Biden did not survive the Democrats’ version of the “Night of the Long Knives” and Vice President Kamala Harris was designated the party’s presidential flag-bearer. Harris painted with an even broader brush than Biden. At a Juneteenth Concert this summer, she condemned Republicans for a “a full-on attack” on “the freedom from fear of bigotry and hate.” Harris implied that politicians could wave a psychological magic wand to banish any bias in perpetuity. How can anyone have “freedom from fear of bigotry” unless politicians perpetually control everyone’s thoughts?
In August, the Democratic National Convention whooped up freedom in ways that would qualify as “authentic frontier gibberish,” as the 1974 movie Blazing Saddles would say. A campaign video promised “freedom from control, freedom from extremism and fear.” So Americans won’t have true freedom until politicians forcibly suppress any idea they label as immoderate? The Democratic Party platform warned: “Reproductive freedom, freedom from hate, freedom from fear, the freedom to control our own destinies and more are all on the line in this election.”
But the whole point of politics nowadays is to preempt individuals from controlling their own destinies. Hillary Clinton told the convention crowd that, thanks to the cracks in the glass ceiling, she could see “freedom from fear and intimidation.” Hillary also boasted of seeing “freedom to make our own decisions about our health”—after everybody shuts up and gets Covid Booster #37, presumably.
“Freedom from fear” is the ultimate political blank check. The more people government frightens, the more legitimate dictatorial policies become. Pledging “freedom from fear” entitles politicians to seize power over anything that frightens anyone. Giving politicians more power based on people’s fears is like giving firemen pay raises based on how many false alarms they report.
Politicians’ promises of “freedom from fear” imply that freedom properly understood is a risk-free, worry-free condition. It is the type of promise that a mother would make to a young child. New Mexico Gov. Michelle Lujan Grisham epitomized that mindset when she proclaimed at the Democratic National Convention: “We need a president who can be Consoler-in-Chief. We need a president capable of holding us in a great big hug.” And continuing to hold us until we officially become psychological wards of the State?

- **Exercise data**:
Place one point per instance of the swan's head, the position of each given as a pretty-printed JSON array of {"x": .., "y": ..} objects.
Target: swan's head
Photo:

- **Questions on the material**:
• a. Please reproduce, word for word, the part of the passage on political promises of freedom from fear that opens with the words containing "Politicians’ promises of" and closes with "of the State?".
• b. In the passage on political promises of freedom from fear, which 1974 movie is cited for the phrase "authentic frontier gibberish"?

- **Answers in order**:
• a.
Politicians’ promises of “freedom from fear” imply that freedom properly understood is a risk-free, worry-free condition. It is the type of promise that a mother would make to a young child. New Mexico Gov. Michelle Lujan Grisham epitomized that mindset when she proclaimed at the Democratic National Convention: “We need a president who can be Consoler-in-Chief. We need a president capable of holding us in a great big hug.” And continuing to hold us until we officially become psychological wards of the State?

• b. Blazing Saddles